▶ _DOCUMENT EXCERPT_
◆ ◆ ◆

Gillette transformed during Enzi’s tenure as mayor. He helped expand the city’s electrical and water capacity, helped dig a landfill and got money for the first Madison water project with a $22 million loan.
In 1976, Enzi championed the Optional 1% Sales Tax and was a key player in getting it passed for the first time in Campbell County. It was a fairly close vote that year, passing with 55 percent of the vote. It’s passed every electon since and has been a key factor in the growth and progressiveness of Gillette.
Enzi went on to serve a decade in the Wyoming Legislature, where he earned a reputation for being a fiscally smart legislator and chaired the Revenue Committee.
It was around the tail end of his run as a state legislator when Enzi had open-heart surgery. Still, people around the state and beyond encouraged him to run for the seat left open by U.S. Sen. Alan Simpson.
“I had been saying no, feeling sorry for myself,” Enzi said Saturday. “In church my wandering mind said, ‘I’ve put in lots of public service. I’ve had this heart problem. It’s about time that I got to hunt and fish.’”
Then he felt a nudge. Enzi said a voice told him, “I didn’t keep you alive to hunt and fish.”
Enzi left church that Sunday in tears, entered a crowded Senate race with nine candidates in 1996 and came out on top.
Getting work done
During Enzi’s retirement announcement, he touched on several of the accomplishments he is most proud of.
Those include his first ever bill that was passed unanimously by the Senate that preserved property rights for Campbell County people who had coal-bed methane on their property. At the time, the federal government had decided methane was part of the coal and wanted royalties returned.

◆ ◆ ◆

▶ _SUPPLIED ENTRIES_
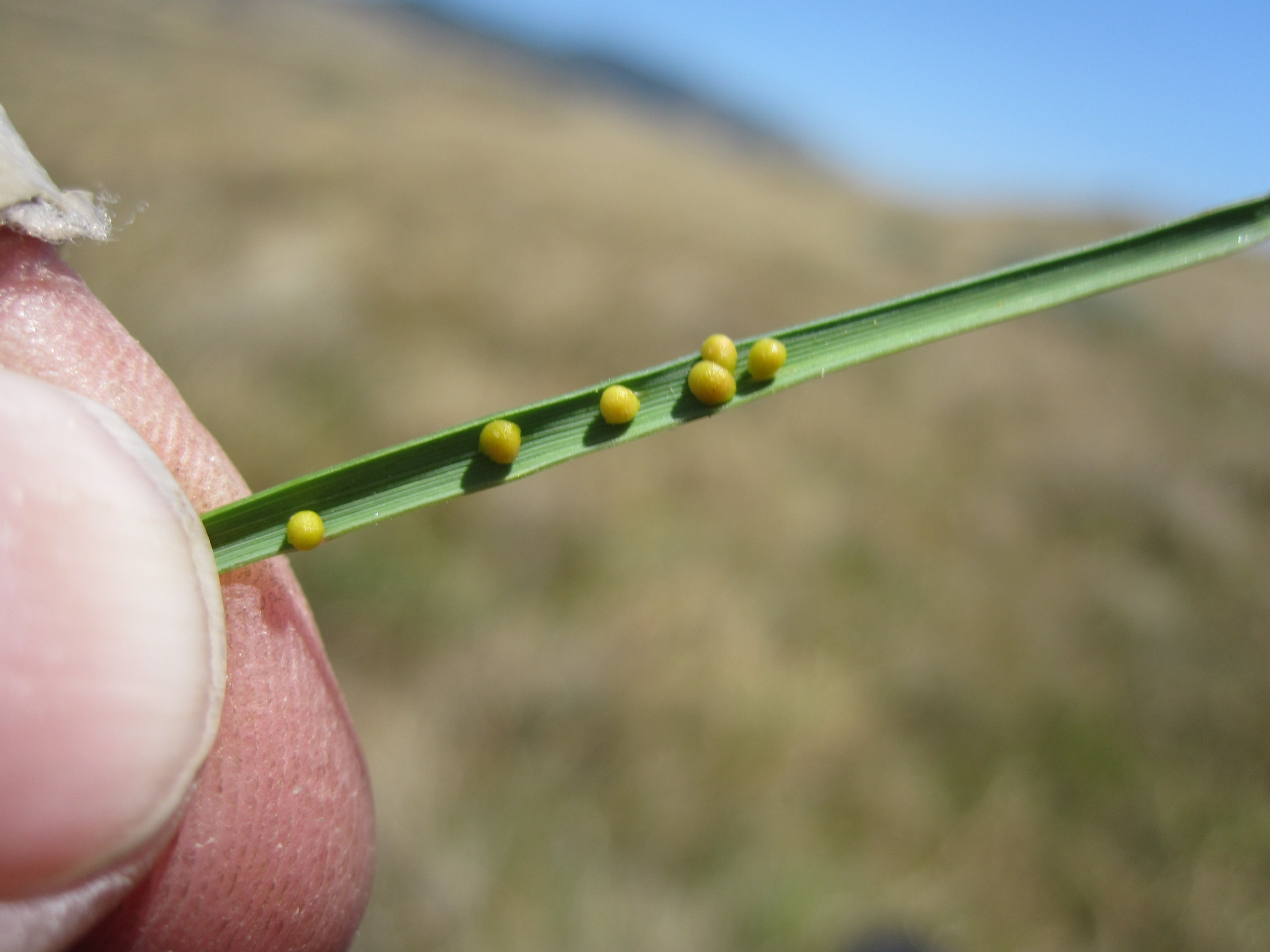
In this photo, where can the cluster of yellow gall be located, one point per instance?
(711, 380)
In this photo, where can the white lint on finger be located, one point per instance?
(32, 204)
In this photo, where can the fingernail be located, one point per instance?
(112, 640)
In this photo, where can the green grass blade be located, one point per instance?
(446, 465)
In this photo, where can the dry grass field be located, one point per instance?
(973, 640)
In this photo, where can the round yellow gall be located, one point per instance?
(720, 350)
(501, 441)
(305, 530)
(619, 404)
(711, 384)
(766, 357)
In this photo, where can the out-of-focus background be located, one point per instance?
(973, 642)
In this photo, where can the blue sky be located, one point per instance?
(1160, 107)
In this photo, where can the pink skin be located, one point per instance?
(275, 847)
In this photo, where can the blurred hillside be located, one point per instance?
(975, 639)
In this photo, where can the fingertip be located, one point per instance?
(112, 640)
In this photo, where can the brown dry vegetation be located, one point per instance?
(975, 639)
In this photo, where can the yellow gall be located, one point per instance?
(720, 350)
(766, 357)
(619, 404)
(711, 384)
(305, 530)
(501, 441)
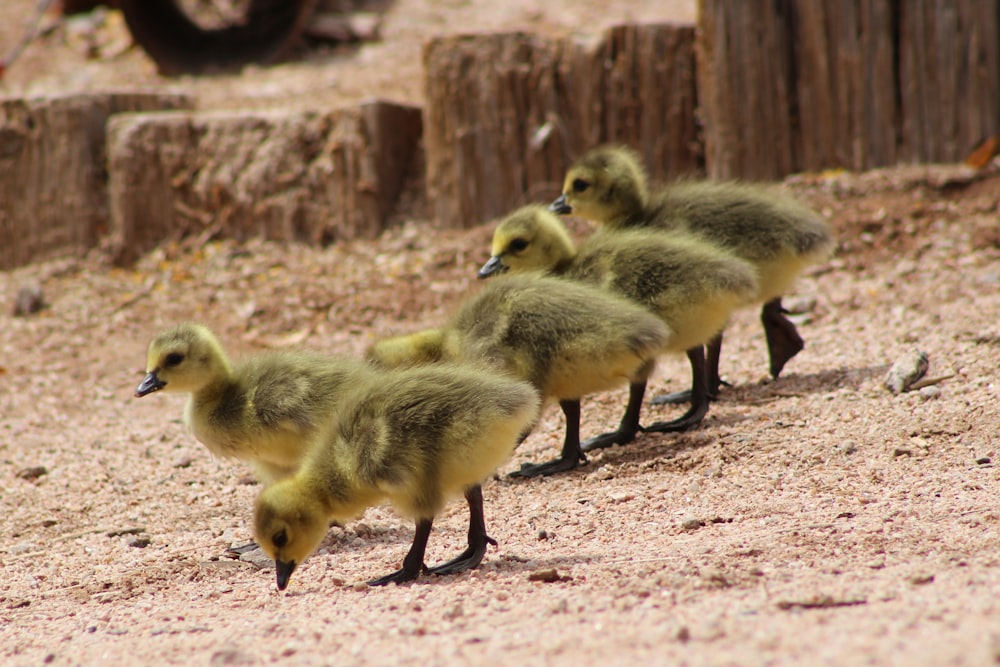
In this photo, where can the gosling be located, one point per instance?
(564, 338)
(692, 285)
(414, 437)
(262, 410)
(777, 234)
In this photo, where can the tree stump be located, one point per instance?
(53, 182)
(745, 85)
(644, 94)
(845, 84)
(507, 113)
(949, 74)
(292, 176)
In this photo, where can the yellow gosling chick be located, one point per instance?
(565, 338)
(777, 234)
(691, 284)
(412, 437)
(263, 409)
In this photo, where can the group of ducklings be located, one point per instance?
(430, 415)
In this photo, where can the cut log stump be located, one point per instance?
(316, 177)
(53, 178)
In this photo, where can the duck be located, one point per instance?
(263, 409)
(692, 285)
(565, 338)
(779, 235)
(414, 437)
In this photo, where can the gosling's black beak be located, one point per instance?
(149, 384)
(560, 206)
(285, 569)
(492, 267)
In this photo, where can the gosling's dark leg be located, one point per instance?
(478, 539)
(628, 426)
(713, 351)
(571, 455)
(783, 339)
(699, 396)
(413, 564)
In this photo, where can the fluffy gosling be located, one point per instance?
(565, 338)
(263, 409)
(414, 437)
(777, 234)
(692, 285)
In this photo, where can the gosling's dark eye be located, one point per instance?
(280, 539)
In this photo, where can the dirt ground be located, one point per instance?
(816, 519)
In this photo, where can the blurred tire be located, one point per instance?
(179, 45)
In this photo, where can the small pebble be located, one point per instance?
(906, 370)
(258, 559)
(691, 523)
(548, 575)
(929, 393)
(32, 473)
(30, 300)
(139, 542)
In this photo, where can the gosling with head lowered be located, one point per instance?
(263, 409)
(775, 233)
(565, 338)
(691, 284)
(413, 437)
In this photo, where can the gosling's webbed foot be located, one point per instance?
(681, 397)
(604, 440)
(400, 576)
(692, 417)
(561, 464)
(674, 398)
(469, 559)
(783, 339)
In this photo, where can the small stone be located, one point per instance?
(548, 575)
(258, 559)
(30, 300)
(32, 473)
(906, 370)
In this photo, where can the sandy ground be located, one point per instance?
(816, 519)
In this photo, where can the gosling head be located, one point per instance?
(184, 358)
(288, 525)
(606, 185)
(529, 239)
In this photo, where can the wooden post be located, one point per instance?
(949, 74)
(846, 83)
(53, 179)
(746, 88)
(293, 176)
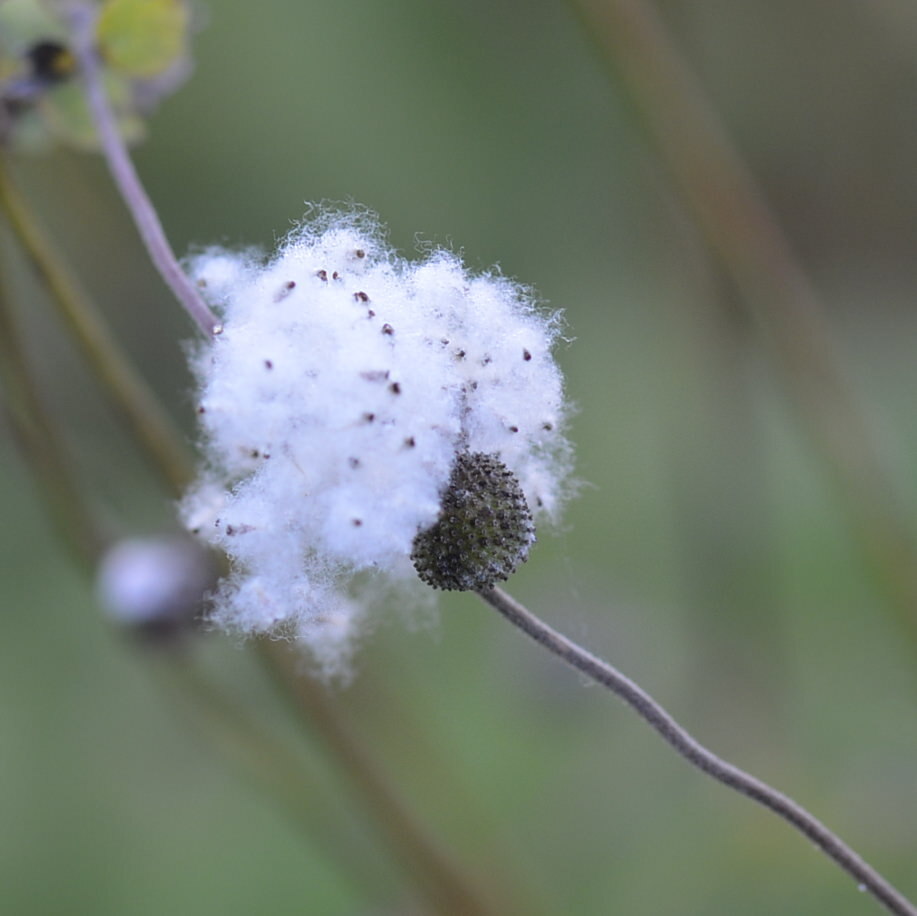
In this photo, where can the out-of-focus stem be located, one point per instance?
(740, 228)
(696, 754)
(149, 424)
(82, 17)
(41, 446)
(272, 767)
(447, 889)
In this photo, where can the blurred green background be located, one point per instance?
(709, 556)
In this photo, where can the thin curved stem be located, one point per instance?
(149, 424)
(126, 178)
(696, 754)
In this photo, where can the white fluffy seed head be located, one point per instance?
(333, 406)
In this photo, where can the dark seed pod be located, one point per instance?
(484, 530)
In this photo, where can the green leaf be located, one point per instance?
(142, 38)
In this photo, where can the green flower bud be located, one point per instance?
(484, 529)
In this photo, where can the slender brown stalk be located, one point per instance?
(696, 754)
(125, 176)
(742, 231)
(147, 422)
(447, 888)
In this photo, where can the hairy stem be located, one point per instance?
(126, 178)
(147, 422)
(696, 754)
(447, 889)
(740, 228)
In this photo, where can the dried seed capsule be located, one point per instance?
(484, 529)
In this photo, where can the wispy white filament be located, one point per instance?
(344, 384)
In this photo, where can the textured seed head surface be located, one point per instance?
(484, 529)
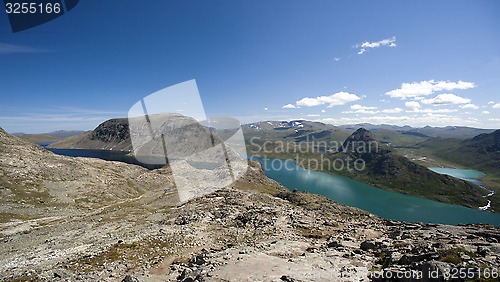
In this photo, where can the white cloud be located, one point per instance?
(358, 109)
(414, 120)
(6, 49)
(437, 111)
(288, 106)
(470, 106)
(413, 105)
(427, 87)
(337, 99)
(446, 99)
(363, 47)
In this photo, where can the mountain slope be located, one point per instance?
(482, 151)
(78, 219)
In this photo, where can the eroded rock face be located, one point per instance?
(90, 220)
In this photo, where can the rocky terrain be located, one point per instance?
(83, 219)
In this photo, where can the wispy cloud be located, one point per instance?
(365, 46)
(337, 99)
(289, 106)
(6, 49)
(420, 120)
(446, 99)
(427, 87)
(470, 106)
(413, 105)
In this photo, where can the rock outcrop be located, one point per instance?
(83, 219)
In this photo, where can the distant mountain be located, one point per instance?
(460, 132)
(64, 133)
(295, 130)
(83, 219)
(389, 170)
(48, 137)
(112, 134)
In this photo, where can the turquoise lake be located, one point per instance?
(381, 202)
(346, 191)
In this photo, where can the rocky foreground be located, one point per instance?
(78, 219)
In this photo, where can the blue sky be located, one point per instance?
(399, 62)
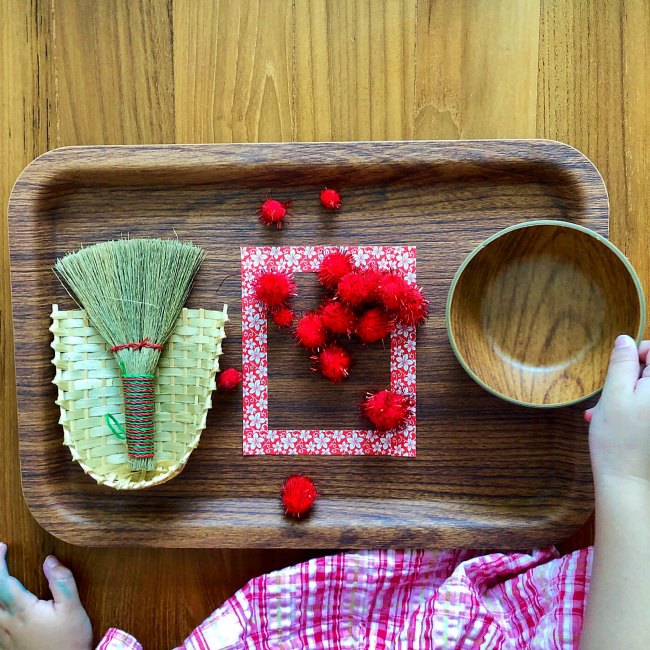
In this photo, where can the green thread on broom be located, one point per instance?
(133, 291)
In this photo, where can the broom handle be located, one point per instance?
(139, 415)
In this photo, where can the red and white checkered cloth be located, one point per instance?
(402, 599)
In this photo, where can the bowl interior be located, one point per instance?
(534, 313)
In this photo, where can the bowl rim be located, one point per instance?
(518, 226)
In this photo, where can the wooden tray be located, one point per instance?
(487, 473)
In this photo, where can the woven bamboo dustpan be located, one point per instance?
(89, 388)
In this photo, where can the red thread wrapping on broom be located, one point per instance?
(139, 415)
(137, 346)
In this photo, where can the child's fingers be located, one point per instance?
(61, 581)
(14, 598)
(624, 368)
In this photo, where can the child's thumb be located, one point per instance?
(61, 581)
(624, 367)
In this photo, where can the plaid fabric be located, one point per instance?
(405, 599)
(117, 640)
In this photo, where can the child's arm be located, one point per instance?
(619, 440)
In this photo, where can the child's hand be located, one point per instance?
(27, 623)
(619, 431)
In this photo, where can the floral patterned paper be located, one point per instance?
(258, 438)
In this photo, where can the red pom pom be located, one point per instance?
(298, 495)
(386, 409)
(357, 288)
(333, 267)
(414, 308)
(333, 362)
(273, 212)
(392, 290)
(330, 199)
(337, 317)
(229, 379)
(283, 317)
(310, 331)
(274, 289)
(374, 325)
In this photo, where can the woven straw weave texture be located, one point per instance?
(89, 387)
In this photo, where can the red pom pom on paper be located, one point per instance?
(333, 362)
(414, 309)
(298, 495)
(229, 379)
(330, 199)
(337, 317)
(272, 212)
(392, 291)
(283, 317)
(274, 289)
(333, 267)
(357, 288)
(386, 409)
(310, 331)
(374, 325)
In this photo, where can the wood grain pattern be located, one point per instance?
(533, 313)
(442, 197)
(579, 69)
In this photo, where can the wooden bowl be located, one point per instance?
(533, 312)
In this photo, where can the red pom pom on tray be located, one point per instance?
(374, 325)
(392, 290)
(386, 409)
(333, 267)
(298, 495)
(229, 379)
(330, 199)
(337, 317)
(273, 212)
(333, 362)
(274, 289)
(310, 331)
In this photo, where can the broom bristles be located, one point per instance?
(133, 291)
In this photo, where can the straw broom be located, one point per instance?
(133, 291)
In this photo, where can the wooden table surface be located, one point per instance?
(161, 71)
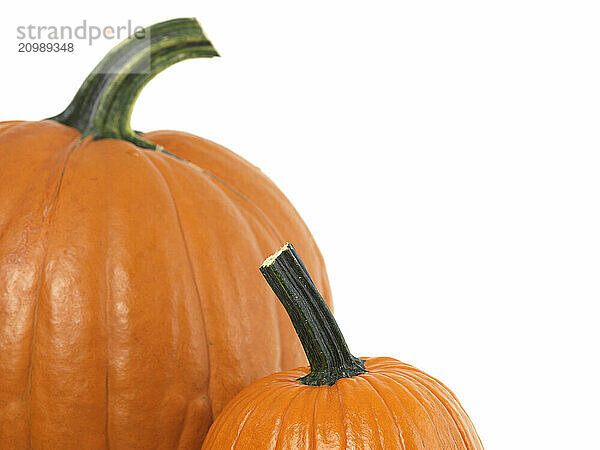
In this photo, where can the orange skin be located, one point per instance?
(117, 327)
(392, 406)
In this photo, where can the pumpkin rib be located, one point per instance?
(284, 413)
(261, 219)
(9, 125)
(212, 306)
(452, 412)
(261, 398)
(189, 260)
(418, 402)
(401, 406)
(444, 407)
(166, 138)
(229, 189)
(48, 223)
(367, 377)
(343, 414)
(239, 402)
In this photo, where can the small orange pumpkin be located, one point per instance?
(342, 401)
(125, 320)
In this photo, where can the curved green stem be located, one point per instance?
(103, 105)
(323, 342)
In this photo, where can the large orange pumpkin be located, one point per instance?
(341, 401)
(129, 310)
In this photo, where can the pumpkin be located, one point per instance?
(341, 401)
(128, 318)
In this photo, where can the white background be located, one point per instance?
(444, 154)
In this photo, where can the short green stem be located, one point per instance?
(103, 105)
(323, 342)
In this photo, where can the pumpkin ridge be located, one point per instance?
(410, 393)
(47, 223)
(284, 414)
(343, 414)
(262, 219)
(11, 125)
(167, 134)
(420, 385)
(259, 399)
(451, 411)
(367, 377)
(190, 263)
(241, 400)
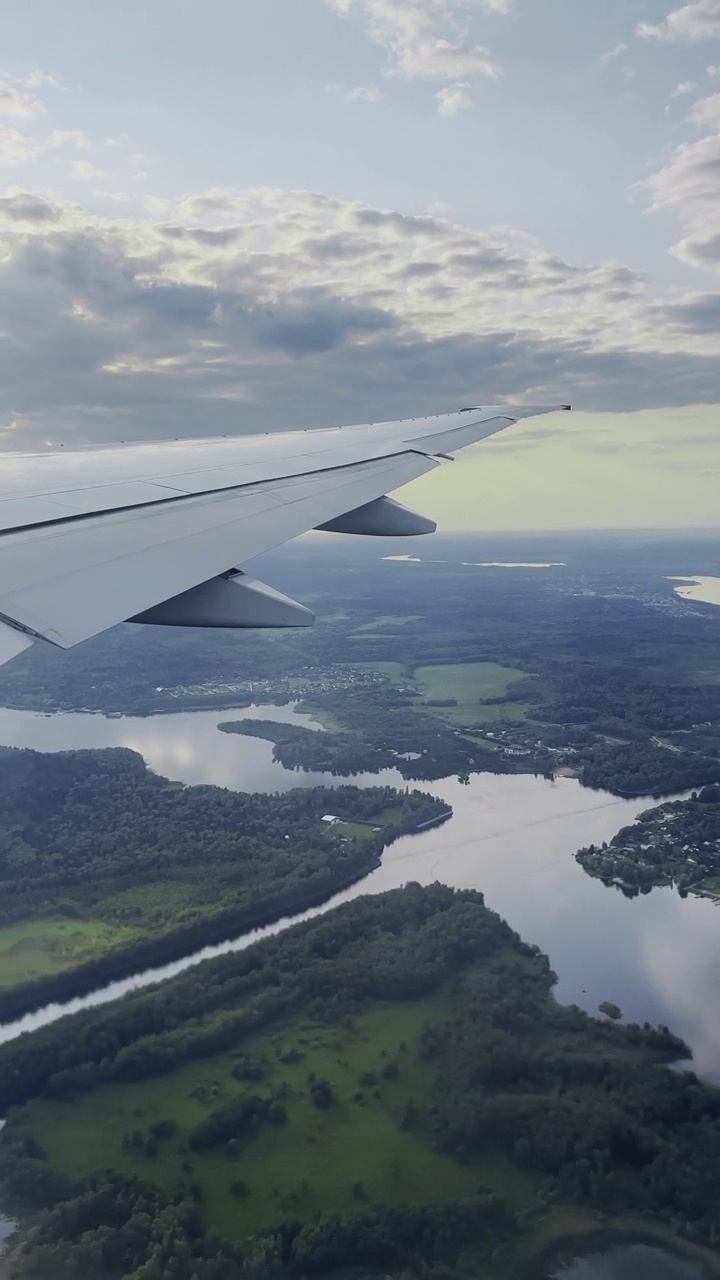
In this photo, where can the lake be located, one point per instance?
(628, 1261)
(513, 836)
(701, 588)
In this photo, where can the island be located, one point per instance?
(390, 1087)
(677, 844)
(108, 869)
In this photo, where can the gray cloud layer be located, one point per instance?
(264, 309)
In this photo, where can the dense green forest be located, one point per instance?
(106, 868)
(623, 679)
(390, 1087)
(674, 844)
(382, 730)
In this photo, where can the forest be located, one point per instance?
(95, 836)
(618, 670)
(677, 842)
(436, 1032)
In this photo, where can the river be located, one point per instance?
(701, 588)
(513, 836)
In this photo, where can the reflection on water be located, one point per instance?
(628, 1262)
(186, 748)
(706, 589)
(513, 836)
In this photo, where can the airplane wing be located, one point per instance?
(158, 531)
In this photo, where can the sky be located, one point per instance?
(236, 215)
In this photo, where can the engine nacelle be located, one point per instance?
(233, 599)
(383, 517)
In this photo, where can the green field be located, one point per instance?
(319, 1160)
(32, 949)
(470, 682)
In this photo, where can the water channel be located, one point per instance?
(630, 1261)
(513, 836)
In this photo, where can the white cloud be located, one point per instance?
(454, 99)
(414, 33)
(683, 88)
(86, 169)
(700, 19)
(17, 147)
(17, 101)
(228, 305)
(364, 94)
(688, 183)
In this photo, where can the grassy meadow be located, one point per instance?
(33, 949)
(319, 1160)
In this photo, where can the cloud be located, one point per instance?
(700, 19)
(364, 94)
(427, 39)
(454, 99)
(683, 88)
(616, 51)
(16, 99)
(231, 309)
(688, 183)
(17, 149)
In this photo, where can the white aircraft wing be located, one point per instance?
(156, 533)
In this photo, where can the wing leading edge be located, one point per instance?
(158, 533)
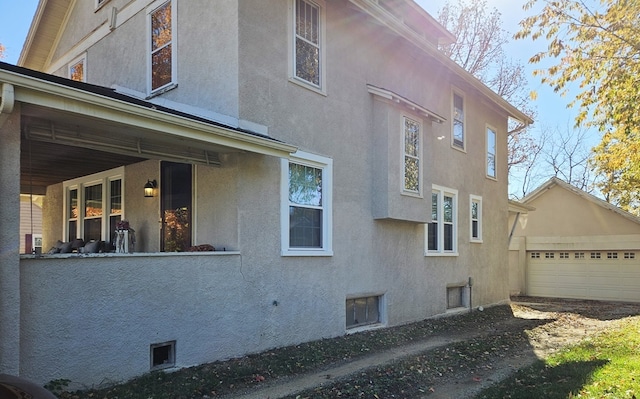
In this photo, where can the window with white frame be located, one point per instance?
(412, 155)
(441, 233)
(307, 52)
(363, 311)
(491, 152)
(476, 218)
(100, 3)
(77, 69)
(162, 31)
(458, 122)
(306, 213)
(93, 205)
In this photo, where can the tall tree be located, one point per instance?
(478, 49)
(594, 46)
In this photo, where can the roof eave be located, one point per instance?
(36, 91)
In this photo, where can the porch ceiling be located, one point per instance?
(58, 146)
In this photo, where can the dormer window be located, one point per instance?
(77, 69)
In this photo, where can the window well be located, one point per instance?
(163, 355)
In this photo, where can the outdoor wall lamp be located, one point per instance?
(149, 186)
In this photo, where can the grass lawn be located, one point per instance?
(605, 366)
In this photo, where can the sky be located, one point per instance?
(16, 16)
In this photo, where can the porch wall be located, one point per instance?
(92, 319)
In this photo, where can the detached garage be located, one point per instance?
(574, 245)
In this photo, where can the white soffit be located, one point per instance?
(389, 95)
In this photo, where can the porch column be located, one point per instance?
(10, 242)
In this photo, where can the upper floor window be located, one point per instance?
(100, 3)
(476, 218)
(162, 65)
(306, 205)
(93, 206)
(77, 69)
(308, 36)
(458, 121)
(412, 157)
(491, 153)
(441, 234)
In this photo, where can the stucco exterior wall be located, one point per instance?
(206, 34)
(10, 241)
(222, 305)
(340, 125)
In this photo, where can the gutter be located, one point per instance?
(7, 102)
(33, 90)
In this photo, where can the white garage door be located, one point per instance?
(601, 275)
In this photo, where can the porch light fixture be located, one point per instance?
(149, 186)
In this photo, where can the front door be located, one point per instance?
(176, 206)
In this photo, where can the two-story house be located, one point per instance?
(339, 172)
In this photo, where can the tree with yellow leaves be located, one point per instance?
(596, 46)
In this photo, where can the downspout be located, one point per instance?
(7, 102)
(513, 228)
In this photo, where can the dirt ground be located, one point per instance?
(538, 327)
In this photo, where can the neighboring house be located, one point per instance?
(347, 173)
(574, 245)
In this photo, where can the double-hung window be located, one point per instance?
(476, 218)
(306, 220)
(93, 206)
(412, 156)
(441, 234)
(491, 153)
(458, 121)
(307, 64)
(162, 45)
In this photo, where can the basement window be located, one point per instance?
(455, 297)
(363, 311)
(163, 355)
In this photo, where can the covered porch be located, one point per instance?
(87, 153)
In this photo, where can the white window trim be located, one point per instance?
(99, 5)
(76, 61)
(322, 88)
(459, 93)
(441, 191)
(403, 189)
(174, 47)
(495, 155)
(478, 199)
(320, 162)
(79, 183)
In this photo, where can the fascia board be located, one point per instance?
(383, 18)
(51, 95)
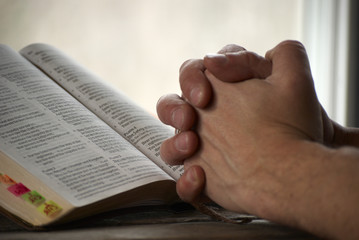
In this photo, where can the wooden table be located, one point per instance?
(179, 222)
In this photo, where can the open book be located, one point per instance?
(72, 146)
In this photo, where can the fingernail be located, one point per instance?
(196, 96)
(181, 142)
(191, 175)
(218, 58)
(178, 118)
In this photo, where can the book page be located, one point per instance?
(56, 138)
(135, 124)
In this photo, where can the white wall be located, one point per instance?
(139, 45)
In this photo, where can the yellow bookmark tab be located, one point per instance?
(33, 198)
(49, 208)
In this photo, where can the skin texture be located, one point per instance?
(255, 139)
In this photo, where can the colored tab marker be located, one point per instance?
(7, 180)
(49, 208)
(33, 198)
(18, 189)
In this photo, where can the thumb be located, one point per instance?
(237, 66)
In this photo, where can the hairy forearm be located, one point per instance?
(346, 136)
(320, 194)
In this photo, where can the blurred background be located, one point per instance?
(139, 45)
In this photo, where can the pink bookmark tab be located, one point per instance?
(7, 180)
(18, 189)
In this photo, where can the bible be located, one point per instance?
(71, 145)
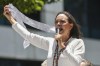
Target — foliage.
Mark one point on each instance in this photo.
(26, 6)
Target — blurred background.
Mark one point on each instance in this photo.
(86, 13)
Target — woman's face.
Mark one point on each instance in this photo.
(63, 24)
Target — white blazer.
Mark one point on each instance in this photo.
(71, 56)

◆ ◆ ◆

▶ _TASKS FOR THIS EXERCISE_
(1) Decide whether each statement below agrees with the passage on Enzi's career. Answer yes or no, and quote the words of the passage that decide it.
(a) The Optional 1% Sales Tax passed in Campbell County with 55 percent of the vote in 1976.
(b) During his time in the Wyoming Legislature, Enzi chaired the Revenue Committee.
(c) Enzi won a Senate race in 1996 that had five candidates.
(2) Resume the passage on Enzi's career after its last sentence, in the same style.

▶ _RESPONSES TO THE TASKS_
(1)
(a) Yes: "passing with 55 percent of the vote."
(b) Yes: "chaired the Revenue Committee."
(c) No: "a crowded Senate race with nine candidates in 1996."

(2)
Enzi championed Sen. Ted Kennedy’s Needlestick Bill that promoted safer practices for discarding needles, secured abandoned mine money for Wyoming, improving mine safety, played a part in fixing No Child Left Behind and helped pass the Tax Cut and Jobs Act in 2017.
Enzi said Saturday that he didn’t want to distract himself with another campaign while focusing on budget reform, getting control of the national debt, and continuing work on several small business initiatives while protecting and diversifying Wyoming’s jobs.
“I don’t want to be burdened with the distractions of a campaign,” he said. “After this term I will find other ways to serve.”
Talking with a small group of reporters after his speech, Enzi said that he chose Gillette to announce his retirement because he wanted to end his run where it began.
He also joked how the old City Hall building from when he was mayor is now for sale at the corner of Gillette Avenue and Fourth Street.
Marjorie Rainwater, a longtime Gillette resident and old friend of Enzi’s, was the first person to get a seat for Saturday’s announcement. She remembers when she first met the senator. It was the first week she was living in Gillette in 1975.
She went to church and met Enzi.
“I was reading the newspapers that week trying to get myself acclimated with the town,” Rainwater said. “I recognized his name from the papers and asked him if he was related to the mayor.”
“As a matter of fact,” he told her, “I am the mayor.”
“He’s done such wonderful things for the city, this state and our country,” Rainwater said.
He’s moving on, but staying busy
Enzi said he and his staff have helped solve about 14,000 problems for Wyoming residents.
Enzi said he and Diana, who was visibly emotional throughout the morning, often travel 500 miles by car each weekend across the state when working over three-day weekends.
“We live out of a suitcase on both ends. I’m not complaining,” he said. “I chose the job and have always worked at a job and was taught to do a job so well that I would be proud to put my name on it.”
Enzi said that he still has a lot of work to do in the next year and a half. He will continue to work across party lines, help improve the national debt crisis and work on making life better and more prosperous for the people of Wyoming.
After 24 years, Enzi will finally get to do what he thought he would with his children.
“I was able to see my kids grow up before I went in the Senate,” he said. “Now I want some grandkid time.”
Grandkid time and retirement will surely include some hunting and fishing.